待完成任务:
- a) 根据选文,华盛顿卡内基协会的董事会成员名单是在谁的提议与组织下确定的?
- b) 原样引用选文中从“建立卡内基基金会和建立英雄基金_卡内基自传”到“斯、米切尔先生,以及其他人。”的这一段。

选文:
######
时间:2022-03-01 百科知识 版权反馈
【摘要】:第二份大的捐赠用于建立华盛顿卡内基协会。第三份激动人心的捐赠是设立英雄基金。1904年4月15日,该基金会成立。基金会只是采取一种最为恰当的方式,向伤残的英雄,或向牺牲者的家属提供抚恤金。我挑选了查理·泰勒担任卡内基英雄基金会主席,基金会不支付查理工资,一分钱也不提供。在威尔莫特先生的协助下,他还负责卡内基工人救济基金以及匹兹堡地区的铁路员工救济基金。这三项基金全部用来使他人受益。
建立卡内基基金会和建立英雄基金_卡内基自传


第二份大的捐赠用于建立华盛顿卡内基协会。1902年1月28日,我以5%的股份拿出1000万美元,在其他组织个人加入后,该基金会最终价值达2500万美元。在国务卿约翰·海先生的提议与组织下,董事会成员名单确定了下来,有休威特、比林斯先生、道奇、艾利胡·鲁特、西金森上校,米勒斯、米切尔先生,以及其他人。

当我将这份名单提交给罗斯福总统时,他感慨道:“再没有谁能拟出这样的名单了。”他非常支持该协会的建立,并将其纳入1904年4月28日的一项国会议案:“以最全面最自由的方式鼓励调查研究和考察发现,以及其他有利于人类自我提升的知识的应用;特别是引导、捐助并支持任何与科学、文学或艺术相关的领域,最终与政府、大学、学院、技术院校、学术团体以及个人形成合作关系。”

自建立至今,协会取得的成就众所周知,详情此处不再赘述。但我愿意指出其中发生的两件不寻常的事。协会曾举行了一次全球性航海项目,项目任务由“卡内基号”轮船承担,目的在于纠正早年海洋勘察的错误。随着指南针的改进,许多海洋勘察报告都被发现是错误的。其原因在于,以前的勘察设备本身就不精准,一个著名的例子就是,一艘“卡纳德号”轮船在靠近亚述尔群岛的地方搁浅了。“卡内基号”船长认为应当对这一事件进行调查,结果发现“卡纳德号”轮船是按照海军地图所绘制的路线航行的,原先的资料本身就错了。全球航行过程中的修订错误不胜枚举,而这是唯一一份报告给国家的。
######
所给资料:
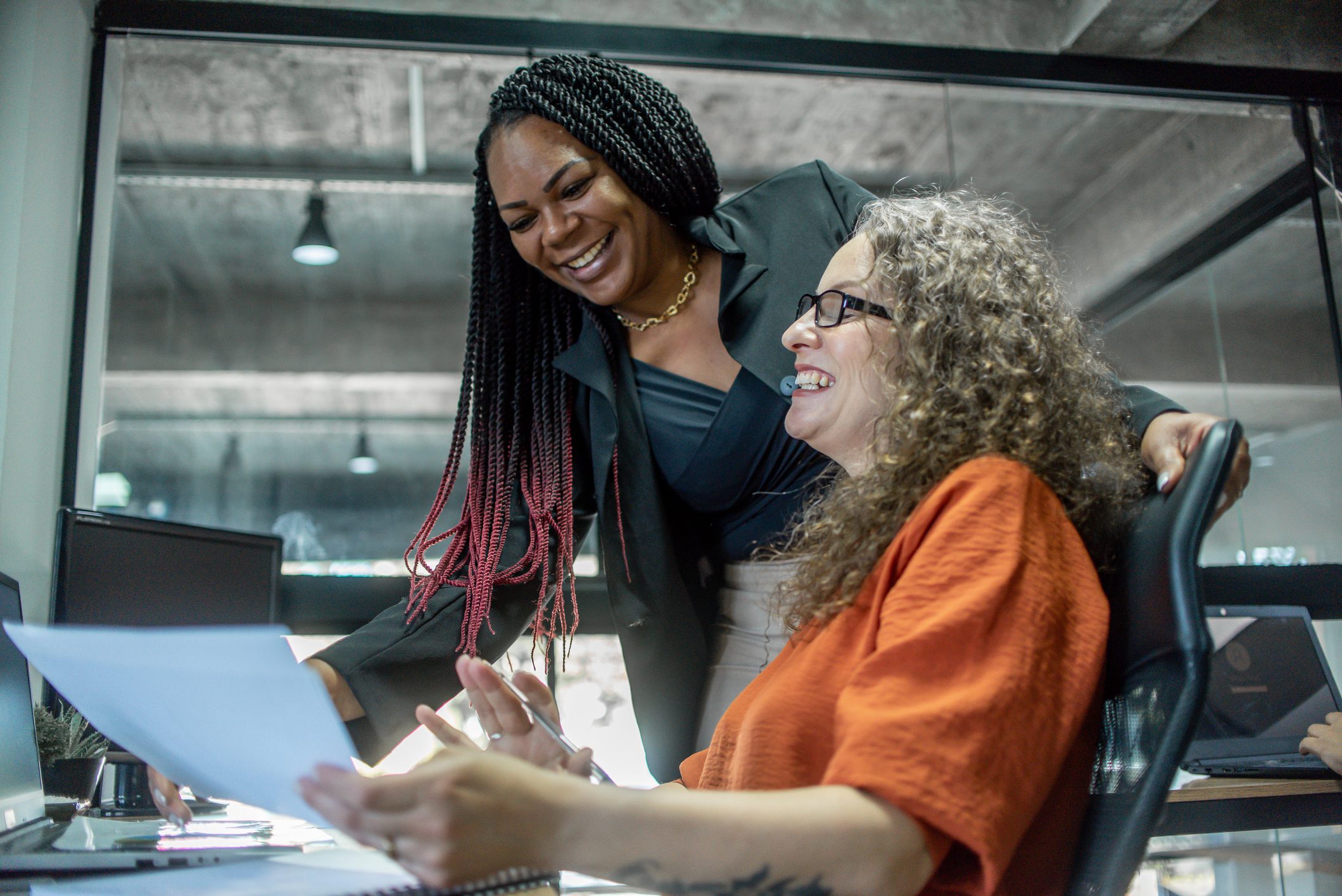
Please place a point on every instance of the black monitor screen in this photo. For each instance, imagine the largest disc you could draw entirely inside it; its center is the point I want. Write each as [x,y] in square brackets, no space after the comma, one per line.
[1266,681]
[124,571]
######
参考答案:
- a) 国务卿约翰·海先生。

- b)
建立卡内基基金会和建立英雄基金_卡内基自传


第二份大的捐赠用于建立华盛顿卡内基协会。1902年1月28日,我以5%的股份拿出1000万美元,在其他组织个人加入后,该基金会最终价值达2500万美元。在国务卿约翰·海先生的提议与组织下,董事会成员名单确定了下来,有休威特、比林斯先生、道奇、艾利胡·鲁特、西金森上校,米勒斯、米切尔先生,以及其他人。